Passage shown |
%%

Off Land
(Drone Variations) Vol. II

2015

 

 

 

 

Ambient ≠ Drone (Or: Drone Is The Message)

Drone Variations Vol. II is the second constituent of a planned three-volume series of alternative versions and reworked B-sides by Boston-based Ambient/Drone artist Tim Dwyer aka Off Land. This volume is specifically dedicated to 2013’s Tidewater Pulse, released on Keith Downey’s Psychonavigation Records. Drone Variations Vol. II meanwhile is self-released by the artist in November 2015, comprises nine tracks and can be streamed and purchased at Off Land’s Bandcamp page. As the concept of the three-volume series and the focus on iterations and reworks suggests, this work is specifically made for the fans of Off Land. The way these tracks appear on the remix album maybe was not meant to be, or else these outings would have been the original mixes after all. Then again, this is most certainly not just a compendium of recycled chromodynamics. In fact, the avulsions and estuaries presented in these mixes make for comprehensible alternative views onto the originals. The track titles remain the same, but they now appear in brackets to signify the alteration. The intention is freely given away by the artist: ”These drone variation mixes take the original tracks and re-work them to create a deeper sound experience.” At the same time, they come with a price: reduction. Nowadays, Ambient and Drone are either mixed up or willfully entangled, and nobody is to blame really. Tim Dwyer has a stricter policy regarding Drone that goes back to the original – most often guitar-based – quiltings of the late 70’s and early 80’s. Not much shall divert or distract the listener. The purified core must be aurally visible at all times. Here, then, is a closer look at three of the nine tracks and Off Land’s approach and strategy as I perceive them.

%%

Data excerpts |
%%

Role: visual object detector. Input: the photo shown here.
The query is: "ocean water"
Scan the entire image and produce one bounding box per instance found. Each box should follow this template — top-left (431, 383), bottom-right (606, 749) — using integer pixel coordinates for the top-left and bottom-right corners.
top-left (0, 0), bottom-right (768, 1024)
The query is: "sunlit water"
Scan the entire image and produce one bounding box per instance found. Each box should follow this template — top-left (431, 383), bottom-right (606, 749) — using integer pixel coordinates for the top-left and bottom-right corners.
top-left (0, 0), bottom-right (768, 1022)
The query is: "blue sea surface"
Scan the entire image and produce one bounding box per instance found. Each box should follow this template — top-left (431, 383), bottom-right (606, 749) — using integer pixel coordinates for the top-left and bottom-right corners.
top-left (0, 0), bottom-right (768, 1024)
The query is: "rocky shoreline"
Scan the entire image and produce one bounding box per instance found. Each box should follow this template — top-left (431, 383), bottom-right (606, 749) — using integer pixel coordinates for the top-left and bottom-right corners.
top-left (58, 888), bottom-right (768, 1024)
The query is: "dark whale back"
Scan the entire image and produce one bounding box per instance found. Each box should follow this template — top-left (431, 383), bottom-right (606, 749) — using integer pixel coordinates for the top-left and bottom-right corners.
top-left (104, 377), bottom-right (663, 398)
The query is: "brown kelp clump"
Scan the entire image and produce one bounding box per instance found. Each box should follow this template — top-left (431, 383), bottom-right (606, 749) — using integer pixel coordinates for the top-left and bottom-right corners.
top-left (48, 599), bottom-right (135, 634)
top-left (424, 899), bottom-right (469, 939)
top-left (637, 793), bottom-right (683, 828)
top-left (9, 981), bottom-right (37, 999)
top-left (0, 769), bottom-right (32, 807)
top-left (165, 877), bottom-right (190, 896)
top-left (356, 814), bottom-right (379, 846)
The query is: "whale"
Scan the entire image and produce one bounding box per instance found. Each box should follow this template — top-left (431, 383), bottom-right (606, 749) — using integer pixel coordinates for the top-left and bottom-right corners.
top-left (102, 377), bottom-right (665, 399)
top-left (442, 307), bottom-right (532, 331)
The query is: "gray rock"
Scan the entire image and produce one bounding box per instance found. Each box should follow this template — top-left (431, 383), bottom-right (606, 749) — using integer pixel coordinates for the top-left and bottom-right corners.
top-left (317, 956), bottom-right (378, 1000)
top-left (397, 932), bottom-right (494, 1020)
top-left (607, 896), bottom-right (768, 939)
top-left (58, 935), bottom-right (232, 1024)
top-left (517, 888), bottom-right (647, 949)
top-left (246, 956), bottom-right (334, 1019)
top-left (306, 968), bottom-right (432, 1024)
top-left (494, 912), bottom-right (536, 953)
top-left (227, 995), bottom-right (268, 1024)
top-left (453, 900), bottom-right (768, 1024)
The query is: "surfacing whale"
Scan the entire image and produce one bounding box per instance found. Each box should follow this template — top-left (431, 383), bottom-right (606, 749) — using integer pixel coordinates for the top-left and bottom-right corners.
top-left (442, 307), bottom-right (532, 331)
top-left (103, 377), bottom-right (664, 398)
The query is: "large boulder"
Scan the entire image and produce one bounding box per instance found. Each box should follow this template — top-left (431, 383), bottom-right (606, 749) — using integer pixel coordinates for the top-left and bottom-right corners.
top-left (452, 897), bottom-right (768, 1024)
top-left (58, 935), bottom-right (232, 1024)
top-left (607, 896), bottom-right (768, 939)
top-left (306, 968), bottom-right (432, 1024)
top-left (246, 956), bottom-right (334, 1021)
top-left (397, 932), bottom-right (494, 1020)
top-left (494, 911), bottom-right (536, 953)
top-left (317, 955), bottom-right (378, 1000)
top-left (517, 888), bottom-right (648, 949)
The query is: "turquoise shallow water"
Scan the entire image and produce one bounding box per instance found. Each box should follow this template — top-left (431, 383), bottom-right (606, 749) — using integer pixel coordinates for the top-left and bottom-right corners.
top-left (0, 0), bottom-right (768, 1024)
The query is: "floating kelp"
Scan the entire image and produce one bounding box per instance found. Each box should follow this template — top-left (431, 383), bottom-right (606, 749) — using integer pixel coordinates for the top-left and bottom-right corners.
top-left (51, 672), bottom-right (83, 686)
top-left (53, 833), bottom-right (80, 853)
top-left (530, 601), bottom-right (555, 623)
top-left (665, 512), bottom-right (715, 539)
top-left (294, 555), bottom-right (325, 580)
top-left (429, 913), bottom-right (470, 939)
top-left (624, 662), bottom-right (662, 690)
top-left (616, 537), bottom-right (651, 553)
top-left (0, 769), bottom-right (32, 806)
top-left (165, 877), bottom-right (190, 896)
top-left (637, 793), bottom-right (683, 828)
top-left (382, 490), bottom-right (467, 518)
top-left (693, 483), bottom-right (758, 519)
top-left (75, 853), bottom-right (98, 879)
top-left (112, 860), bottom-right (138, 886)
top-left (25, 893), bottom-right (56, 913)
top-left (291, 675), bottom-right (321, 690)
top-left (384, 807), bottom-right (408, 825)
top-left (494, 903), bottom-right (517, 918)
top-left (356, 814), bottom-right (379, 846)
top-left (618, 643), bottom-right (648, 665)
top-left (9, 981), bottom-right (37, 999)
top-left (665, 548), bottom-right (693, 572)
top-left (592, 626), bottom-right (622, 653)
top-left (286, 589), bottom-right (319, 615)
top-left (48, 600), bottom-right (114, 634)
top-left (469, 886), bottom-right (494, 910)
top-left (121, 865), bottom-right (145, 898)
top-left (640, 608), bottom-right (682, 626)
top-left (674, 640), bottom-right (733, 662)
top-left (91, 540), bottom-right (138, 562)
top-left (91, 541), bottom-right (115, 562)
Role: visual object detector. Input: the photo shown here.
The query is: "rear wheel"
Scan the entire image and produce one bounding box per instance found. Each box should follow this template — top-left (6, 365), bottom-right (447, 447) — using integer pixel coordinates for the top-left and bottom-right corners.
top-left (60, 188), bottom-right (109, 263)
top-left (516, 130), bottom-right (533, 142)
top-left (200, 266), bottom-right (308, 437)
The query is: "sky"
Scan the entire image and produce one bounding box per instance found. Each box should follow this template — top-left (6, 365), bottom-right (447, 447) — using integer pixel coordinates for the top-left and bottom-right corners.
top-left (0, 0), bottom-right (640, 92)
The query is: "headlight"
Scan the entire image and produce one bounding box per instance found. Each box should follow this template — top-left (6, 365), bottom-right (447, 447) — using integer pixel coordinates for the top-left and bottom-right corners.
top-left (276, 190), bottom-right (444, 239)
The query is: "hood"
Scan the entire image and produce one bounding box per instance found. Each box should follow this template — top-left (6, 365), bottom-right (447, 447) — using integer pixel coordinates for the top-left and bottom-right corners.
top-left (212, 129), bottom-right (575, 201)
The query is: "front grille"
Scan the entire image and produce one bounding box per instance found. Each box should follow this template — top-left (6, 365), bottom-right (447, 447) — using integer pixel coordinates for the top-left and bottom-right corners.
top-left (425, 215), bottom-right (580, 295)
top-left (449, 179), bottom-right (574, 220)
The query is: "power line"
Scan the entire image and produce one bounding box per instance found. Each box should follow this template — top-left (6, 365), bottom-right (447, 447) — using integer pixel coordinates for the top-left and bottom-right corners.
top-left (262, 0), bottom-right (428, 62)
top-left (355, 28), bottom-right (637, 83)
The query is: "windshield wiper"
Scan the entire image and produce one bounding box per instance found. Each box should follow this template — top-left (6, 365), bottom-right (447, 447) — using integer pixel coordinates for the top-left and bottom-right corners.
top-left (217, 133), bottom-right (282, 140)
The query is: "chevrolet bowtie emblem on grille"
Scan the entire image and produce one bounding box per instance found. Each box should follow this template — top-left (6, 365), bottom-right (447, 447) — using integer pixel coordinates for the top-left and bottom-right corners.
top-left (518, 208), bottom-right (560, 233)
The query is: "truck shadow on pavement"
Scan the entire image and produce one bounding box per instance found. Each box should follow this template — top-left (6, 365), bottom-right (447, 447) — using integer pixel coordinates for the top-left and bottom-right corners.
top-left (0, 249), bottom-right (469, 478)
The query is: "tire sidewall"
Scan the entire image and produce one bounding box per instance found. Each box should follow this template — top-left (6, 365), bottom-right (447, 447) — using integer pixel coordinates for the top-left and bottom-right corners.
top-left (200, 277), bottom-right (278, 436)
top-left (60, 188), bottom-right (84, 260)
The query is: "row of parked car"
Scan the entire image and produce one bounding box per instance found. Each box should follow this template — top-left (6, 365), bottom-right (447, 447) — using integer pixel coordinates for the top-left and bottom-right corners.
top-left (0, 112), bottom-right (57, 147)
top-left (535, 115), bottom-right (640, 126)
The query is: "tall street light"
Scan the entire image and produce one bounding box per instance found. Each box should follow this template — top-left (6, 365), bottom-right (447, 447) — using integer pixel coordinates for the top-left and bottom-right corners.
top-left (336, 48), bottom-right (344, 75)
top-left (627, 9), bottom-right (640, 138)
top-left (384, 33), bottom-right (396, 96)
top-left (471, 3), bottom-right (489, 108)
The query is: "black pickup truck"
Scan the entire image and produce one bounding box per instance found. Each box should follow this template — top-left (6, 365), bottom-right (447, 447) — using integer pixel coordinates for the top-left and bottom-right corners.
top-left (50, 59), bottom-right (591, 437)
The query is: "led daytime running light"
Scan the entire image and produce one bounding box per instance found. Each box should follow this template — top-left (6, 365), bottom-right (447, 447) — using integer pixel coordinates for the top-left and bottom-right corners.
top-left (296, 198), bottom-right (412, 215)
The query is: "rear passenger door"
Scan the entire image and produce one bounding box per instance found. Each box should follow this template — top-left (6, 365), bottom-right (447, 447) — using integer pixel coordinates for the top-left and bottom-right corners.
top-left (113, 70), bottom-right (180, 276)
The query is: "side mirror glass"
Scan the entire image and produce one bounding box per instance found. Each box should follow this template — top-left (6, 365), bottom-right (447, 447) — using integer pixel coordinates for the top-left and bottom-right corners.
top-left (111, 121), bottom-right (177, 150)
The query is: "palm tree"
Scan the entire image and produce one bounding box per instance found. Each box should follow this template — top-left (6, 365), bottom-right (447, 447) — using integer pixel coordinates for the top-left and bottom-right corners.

%%

Task statement |
List every year or decade that the review of Drone Variations Vol. II mentions.

Correct result |
2015
2013
the late 70's
the early 80's